Brano dell'esercizio:
|---|
Andrew Howe, ventiquattrenne campione dell’atletica italiana, assente ai mondiali di Pechino, non partirà per La Tribù – Missione India, perché, ad accordo già firmato, è arrivato il divieto del gruppo sportivo militare dell’Aeronautica.
Il quotidiano La repubblica, dopo aver descritto le clausule inserite nel contratto dalla produzione del reality (palestra con panca e bilancierie, fisioterapista, medico, 30 minuti di telefonate gratis con il tecnico ogni due giorni, cibo speciale, dieta, carne magra bovina, due volte a settimana) lo ha intervistato per sapere se è dispiaciuto:
Sì. Se potessi campare mangiando la sabbia lo farei, ma non posso. Per me era anche un’opportunità economica, visto che mi hanno dimezzato la borsa di studio. Tra l’altro io mi devo operare al tendine e sarei andato in India convalescente, non perdevo grandi giornate di allenamento. In più avrei dato visibilità all’atletica, visto che a Roma l’ultima volta mi hanno preso per un tennista. Si vede che devono trovare un colpevole alla figuraccia fatta dall’Italia a Berlino, nemmeno una medaglia, al contrario del nuoto. Allora come i bambini puntano il dito sugli altri, scaricano la colpa su di me, infortunato da due anni. Non lo trovo il massimo dell’eleganza. Se sono malato, lo devo a loro, che hanno fatto finta di niente, né si sono degnati di farmi un colpo di telefono.
Capisco la frustrazione di Andrew (sarebbe interessante sapere la versione ufficiale del gruppo sportivo dell’aeronautica), ma mi domando: se la Missione India è quella di vivere una realtà completamente differente da quella di tutti i giorni, le clausule del suo contratto non vi sembrano un po’ troppo permissive? Più che una missione in India sembra una trasferta in India. Cosa sarà permesso agli altri concorrenti?
|---|
Materiale fornito:

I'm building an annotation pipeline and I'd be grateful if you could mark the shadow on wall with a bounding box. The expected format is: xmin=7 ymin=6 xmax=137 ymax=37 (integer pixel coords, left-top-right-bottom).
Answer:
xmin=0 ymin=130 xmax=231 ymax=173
|---|
Consegne:
• A. Nel brano su Andrew Howe, l'atleta afferma che andando in India non avrebbe perso grandi giornate di allenamento. Spiega perché, secondo quanto riportato nel brano.
• B. Secondo il brano su Andrew Howe, per chi è stato scambiato l'atleta l'ultima volta a Roma?

Risposte:
• A. Howe deve operarsi al tendine, quindi sarebbe partito per l'India da convalescente. Per questo non avrebbe perso molti giorni di allenamento.

• B. Per un tennista.